**WHAT THE TASK REQUIRES:**
Filter the data below and keep only the lines containing the string "pole".

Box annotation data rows
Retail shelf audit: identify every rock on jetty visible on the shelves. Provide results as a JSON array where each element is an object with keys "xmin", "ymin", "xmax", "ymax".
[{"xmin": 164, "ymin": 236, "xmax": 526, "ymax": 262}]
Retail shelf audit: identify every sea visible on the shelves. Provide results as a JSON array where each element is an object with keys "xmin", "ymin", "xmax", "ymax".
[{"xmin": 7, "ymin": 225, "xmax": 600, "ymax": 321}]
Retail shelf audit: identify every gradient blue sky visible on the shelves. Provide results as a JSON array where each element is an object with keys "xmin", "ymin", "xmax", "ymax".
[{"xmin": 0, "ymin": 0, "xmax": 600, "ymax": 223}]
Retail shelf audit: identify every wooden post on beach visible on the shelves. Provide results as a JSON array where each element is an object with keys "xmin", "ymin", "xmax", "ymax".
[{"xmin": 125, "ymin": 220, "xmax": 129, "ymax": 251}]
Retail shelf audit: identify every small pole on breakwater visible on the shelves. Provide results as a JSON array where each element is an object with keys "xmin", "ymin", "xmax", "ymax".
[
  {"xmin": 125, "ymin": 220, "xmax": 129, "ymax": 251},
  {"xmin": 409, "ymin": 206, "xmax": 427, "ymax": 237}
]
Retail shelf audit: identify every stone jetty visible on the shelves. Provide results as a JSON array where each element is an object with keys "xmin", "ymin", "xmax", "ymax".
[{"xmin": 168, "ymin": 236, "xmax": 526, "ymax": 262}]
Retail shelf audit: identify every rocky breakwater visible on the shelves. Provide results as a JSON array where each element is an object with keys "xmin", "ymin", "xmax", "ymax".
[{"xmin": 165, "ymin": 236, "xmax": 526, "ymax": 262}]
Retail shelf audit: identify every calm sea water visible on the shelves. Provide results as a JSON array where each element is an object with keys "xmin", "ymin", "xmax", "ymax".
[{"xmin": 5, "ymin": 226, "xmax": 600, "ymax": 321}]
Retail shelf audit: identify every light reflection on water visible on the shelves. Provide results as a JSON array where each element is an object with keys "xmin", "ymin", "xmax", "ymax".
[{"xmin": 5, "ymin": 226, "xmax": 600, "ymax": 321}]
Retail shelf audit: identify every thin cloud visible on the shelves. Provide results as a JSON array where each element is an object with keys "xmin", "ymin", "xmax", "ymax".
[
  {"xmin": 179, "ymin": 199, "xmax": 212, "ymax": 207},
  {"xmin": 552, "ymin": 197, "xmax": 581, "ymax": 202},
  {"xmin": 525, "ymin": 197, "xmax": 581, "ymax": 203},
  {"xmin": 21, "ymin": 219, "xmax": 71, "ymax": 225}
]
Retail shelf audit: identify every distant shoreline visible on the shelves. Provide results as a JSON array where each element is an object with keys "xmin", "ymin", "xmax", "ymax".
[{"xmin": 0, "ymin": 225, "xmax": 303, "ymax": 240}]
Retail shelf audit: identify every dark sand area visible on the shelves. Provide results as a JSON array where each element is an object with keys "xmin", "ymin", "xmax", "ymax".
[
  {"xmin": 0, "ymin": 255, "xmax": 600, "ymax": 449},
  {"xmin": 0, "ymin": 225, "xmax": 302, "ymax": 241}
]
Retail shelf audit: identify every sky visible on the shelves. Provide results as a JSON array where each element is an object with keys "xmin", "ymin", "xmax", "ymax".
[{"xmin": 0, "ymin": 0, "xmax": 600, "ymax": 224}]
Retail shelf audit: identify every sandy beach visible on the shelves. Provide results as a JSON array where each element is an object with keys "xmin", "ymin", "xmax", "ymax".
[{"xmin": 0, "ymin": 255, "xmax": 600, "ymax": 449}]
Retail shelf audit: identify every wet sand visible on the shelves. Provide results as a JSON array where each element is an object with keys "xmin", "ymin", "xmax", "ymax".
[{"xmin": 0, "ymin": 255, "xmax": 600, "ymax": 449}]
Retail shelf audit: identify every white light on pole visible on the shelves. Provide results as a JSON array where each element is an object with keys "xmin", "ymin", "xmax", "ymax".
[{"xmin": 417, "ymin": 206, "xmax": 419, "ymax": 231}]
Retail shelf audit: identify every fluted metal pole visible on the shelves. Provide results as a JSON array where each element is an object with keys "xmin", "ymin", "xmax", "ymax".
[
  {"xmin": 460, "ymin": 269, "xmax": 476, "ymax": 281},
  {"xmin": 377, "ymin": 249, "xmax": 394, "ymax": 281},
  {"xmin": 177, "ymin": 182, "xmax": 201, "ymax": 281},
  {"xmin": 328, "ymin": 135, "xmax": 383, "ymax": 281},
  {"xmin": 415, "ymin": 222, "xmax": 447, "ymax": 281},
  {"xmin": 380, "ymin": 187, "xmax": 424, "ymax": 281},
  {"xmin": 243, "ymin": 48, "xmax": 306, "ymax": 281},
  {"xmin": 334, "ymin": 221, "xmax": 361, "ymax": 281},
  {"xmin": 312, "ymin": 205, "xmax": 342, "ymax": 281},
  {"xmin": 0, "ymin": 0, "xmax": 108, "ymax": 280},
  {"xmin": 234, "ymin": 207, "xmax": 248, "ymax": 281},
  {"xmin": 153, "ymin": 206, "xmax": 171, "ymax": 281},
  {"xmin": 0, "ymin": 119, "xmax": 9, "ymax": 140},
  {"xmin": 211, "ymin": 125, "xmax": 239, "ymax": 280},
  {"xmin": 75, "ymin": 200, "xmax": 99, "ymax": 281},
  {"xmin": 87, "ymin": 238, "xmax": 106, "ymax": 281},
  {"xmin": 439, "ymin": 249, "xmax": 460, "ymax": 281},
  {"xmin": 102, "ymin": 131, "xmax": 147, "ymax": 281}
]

**RESULT FOR THIS TASK:**
Retail shelf audit: identify every small pole on breakwater visible on the shelves. Provide results as a JSON array where each element is an object with keys "xmin", "ymin", "xmax", "ymax".
Retail shelf audit: identify every white light on pole visible on the shelves. Provide results as a JSON array where each element is an object with keys "xmin", "ymin", "xmax", "ymax".
Retail shelf audit: identify every fluted metal pole visible on the shelves. Provide results as a JSON array where each element is an object with keys "xmin", "ymin", "xmax", "ymax".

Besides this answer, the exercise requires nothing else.